# Instructions to follow
The word "shrub" marks the lines to find; copy every such line from the data below.

# Data
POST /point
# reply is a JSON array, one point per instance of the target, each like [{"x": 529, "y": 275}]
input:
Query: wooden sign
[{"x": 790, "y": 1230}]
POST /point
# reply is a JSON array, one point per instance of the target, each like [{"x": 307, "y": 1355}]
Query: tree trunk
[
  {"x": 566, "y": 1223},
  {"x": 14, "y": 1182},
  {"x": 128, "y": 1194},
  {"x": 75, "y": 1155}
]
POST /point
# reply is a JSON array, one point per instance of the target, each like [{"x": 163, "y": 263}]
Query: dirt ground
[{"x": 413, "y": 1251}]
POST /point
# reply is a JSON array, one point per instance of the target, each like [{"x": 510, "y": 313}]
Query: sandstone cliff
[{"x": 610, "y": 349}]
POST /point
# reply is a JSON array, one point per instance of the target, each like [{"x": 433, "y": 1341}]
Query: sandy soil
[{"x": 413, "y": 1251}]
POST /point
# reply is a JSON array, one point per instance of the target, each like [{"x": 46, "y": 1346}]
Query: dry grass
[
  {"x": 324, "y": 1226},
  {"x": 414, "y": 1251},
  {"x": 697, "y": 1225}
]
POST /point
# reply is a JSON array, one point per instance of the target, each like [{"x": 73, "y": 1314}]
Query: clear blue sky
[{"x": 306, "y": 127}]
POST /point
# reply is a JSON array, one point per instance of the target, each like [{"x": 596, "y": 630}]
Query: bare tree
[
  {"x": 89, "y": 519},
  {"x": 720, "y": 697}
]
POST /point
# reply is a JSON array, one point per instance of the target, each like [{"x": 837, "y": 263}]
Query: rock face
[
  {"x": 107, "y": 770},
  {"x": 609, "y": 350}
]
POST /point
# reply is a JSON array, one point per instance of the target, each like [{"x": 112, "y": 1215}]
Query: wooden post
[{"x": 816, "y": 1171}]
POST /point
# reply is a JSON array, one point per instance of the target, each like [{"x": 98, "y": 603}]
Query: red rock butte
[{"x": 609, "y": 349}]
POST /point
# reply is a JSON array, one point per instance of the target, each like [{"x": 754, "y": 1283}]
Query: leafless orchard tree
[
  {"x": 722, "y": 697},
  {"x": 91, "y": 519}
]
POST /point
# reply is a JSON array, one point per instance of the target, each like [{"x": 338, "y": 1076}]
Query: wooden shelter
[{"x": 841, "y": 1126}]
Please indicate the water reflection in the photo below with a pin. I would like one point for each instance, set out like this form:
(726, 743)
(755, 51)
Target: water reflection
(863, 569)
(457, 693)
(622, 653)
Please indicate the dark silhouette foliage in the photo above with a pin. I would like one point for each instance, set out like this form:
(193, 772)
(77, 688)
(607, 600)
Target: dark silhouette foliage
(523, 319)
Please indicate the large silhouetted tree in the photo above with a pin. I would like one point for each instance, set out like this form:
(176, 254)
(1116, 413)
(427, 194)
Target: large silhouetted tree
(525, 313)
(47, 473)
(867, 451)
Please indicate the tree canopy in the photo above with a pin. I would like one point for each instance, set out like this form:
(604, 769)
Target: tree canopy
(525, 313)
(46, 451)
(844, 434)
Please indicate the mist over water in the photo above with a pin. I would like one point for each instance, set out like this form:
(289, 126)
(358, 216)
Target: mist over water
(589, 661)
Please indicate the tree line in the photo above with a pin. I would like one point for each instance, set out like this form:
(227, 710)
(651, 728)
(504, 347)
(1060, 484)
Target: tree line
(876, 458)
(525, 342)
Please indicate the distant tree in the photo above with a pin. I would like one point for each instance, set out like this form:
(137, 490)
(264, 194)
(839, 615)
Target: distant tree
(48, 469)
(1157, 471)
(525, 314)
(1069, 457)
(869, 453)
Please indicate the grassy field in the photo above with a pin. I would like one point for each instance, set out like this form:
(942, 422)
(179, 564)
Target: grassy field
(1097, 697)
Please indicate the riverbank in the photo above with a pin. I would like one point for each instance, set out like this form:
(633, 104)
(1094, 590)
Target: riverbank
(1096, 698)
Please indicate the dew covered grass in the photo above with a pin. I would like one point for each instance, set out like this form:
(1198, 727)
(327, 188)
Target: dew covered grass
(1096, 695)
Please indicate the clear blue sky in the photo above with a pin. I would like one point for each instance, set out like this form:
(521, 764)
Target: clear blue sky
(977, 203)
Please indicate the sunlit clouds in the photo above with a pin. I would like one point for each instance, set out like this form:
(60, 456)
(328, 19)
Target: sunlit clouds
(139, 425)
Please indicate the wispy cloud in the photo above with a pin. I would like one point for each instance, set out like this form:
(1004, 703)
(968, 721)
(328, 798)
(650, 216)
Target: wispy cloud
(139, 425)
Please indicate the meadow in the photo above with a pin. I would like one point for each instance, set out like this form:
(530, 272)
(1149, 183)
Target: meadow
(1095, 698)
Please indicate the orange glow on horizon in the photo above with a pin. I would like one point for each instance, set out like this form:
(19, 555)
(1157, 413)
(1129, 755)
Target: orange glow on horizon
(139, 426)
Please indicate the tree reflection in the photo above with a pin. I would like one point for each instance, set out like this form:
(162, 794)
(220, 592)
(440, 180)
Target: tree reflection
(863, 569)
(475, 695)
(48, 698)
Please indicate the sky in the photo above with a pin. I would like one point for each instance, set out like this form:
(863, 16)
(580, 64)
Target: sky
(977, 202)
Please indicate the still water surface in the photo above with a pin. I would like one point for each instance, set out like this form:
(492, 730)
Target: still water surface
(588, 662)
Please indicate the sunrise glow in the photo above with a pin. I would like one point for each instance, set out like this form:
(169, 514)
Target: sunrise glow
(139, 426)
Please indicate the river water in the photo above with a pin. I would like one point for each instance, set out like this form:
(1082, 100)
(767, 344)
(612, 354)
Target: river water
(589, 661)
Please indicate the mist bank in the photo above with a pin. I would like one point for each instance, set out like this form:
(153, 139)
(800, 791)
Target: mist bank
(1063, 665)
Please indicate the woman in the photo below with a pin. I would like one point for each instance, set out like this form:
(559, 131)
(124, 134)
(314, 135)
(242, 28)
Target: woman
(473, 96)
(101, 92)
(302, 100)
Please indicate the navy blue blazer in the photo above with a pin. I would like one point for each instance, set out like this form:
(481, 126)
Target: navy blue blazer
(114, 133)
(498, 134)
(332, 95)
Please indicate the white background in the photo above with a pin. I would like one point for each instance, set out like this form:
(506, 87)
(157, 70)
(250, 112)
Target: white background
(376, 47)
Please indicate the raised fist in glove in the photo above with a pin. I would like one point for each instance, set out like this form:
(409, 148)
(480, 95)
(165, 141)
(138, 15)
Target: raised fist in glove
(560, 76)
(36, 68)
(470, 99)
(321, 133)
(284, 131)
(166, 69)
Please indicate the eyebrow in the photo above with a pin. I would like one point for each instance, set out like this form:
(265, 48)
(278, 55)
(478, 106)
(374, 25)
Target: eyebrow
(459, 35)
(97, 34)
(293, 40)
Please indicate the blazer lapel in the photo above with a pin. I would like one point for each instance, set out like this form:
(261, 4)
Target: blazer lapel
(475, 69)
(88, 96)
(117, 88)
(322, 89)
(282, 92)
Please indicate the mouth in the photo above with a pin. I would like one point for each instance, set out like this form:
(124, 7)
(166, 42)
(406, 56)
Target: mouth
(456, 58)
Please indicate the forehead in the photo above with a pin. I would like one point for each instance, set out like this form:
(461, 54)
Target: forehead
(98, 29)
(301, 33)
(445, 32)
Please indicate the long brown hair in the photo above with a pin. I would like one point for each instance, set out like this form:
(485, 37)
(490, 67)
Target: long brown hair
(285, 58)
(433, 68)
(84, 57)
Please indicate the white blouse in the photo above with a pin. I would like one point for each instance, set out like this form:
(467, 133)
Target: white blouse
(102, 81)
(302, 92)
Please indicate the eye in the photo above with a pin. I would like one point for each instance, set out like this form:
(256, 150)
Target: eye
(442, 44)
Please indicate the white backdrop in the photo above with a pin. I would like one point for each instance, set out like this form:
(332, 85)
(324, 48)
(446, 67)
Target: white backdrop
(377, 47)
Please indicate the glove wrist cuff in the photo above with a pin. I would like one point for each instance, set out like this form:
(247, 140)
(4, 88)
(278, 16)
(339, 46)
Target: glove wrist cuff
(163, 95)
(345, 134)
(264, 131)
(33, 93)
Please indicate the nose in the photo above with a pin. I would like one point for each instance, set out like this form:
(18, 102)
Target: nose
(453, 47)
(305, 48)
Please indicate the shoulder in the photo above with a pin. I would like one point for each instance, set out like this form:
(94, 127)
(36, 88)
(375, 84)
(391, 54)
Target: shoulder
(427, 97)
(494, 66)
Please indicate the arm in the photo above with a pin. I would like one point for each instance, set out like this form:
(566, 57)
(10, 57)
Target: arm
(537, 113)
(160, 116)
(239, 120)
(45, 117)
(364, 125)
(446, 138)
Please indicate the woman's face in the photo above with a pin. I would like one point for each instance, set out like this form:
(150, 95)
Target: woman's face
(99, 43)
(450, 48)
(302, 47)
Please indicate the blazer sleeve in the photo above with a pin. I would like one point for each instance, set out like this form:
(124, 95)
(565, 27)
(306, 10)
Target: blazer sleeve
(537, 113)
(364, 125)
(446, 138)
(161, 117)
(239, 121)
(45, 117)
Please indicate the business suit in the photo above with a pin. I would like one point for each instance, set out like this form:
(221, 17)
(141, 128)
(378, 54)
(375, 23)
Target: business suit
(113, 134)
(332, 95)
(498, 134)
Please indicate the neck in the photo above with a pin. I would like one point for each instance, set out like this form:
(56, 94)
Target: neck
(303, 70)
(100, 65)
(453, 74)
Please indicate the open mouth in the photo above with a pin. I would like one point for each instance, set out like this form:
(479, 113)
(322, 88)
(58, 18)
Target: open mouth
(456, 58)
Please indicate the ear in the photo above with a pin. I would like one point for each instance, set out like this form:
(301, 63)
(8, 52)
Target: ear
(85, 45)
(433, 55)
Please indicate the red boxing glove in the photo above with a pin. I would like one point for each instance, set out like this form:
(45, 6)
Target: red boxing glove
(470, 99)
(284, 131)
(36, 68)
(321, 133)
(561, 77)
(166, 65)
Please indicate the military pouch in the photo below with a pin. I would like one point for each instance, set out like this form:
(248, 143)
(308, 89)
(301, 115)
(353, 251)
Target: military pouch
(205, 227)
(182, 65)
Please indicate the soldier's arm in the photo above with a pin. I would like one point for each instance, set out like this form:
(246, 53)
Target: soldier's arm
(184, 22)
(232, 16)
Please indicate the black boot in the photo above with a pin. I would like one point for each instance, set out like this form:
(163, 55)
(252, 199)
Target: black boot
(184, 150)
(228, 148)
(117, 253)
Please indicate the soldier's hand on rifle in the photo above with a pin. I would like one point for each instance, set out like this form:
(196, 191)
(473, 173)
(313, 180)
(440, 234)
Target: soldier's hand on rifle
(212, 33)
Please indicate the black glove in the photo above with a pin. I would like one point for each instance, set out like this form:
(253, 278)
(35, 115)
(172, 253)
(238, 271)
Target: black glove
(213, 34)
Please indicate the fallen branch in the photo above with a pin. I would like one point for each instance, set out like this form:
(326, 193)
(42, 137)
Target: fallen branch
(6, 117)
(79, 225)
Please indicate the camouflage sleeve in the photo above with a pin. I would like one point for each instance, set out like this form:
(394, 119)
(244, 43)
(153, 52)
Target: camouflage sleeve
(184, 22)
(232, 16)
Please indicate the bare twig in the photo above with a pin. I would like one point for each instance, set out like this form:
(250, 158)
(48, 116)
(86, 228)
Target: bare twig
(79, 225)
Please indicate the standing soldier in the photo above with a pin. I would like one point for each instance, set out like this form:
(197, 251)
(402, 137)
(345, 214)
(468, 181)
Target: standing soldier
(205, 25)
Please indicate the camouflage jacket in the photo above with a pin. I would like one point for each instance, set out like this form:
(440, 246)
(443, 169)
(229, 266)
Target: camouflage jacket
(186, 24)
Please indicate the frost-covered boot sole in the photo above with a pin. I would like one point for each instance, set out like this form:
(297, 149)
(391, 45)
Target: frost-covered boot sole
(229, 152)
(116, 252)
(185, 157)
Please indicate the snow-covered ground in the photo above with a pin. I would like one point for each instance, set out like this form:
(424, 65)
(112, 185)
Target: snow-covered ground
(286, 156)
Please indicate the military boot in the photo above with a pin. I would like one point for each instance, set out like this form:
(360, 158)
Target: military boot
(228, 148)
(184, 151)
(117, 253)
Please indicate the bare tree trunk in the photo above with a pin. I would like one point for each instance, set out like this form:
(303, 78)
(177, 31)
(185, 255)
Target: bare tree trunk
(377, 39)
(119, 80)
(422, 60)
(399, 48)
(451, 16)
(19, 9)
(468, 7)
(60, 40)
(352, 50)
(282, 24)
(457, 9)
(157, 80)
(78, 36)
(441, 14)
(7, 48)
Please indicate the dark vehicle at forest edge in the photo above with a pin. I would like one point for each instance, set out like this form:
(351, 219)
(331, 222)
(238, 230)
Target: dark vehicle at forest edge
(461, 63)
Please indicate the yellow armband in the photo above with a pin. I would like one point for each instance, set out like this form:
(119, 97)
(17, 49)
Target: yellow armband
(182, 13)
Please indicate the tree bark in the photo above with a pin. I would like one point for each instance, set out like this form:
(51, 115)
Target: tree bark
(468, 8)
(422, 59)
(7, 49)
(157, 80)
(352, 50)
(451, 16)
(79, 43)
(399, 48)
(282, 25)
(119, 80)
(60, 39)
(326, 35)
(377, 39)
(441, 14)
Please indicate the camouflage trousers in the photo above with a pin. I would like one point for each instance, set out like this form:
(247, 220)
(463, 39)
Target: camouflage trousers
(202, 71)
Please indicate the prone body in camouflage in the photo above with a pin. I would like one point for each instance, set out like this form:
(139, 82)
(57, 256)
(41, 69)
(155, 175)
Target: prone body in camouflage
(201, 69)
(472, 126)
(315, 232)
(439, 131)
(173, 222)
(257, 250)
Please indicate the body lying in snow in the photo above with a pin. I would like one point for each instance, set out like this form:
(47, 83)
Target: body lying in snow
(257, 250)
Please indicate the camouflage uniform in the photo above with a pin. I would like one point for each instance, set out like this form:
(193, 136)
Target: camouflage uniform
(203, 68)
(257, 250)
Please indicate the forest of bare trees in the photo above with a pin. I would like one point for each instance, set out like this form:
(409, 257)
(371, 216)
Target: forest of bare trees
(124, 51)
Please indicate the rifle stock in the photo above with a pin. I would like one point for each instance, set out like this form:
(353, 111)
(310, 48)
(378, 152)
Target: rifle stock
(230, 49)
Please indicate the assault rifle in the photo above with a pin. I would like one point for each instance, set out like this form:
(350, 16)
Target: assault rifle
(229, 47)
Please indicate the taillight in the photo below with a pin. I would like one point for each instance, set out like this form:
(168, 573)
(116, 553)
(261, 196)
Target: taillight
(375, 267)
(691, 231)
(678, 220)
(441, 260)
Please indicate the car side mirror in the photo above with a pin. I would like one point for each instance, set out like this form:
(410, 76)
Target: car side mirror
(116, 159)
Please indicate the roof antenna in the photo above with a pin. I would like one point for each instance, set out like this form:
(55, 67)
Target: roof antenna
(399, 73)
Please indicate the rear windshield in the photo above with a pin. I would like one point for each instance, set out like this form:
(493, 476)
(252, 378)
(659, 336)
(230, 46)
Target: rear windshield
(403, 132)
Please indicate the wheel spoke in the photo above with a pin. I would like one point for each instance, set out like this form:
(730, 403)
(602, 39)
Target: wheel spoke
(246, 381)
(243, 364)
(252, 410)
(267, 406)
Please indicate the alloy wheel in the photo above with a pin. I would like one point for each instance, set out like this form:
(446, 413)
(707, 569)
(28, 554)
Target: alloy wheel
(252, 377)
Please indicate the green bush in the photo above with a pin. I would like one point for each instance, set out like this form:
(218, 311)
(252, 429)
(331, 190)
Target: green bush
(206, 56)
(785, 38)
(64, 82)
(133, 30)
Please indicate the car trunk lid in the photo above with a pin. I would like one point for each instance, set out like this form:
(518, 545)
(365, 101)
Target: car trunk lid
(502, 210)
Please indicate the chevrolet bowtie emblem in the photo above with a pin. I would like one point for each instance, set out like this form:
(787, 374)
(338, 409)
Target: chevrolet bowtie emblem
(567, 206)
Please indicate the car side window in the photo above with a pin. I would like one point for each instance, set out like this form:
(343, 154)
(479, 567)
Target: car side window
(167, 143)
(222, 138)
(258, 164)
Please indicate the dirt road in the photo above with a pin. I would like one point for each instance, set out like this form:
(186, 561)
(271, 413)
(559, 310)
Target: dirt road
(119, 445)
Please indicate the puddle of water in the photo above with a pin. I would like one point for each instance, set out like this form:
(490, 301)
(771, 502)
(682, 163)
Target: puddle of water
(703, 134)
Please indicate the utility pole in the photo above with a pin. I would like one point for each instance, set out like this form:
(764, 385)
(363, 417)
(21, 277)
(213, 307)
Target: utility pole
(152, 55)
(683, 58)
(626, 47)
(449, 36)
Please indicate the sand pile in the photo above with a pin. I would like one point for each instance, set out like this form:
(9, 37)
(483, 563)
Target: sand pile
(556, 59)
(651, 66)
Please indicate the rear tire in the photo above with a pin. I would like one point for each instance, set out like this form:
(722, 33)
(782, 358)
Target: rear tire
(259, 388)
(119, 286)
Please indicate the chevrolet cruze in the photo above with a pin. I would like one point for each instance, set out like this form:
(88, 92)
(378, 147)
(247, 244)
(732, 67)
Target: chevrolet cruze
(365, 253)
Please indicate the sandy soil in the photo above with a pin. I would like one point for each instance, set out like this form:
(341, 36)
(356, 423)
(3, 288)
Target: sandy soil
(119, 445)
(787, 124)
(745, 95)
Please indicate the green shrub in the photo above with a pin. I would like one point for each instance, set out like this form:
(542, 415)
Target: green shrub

# Exercise answer
Please indicate the green shrub in the photo above with a pin. I would like one point for each instance, set out like this form:
Target: green shrub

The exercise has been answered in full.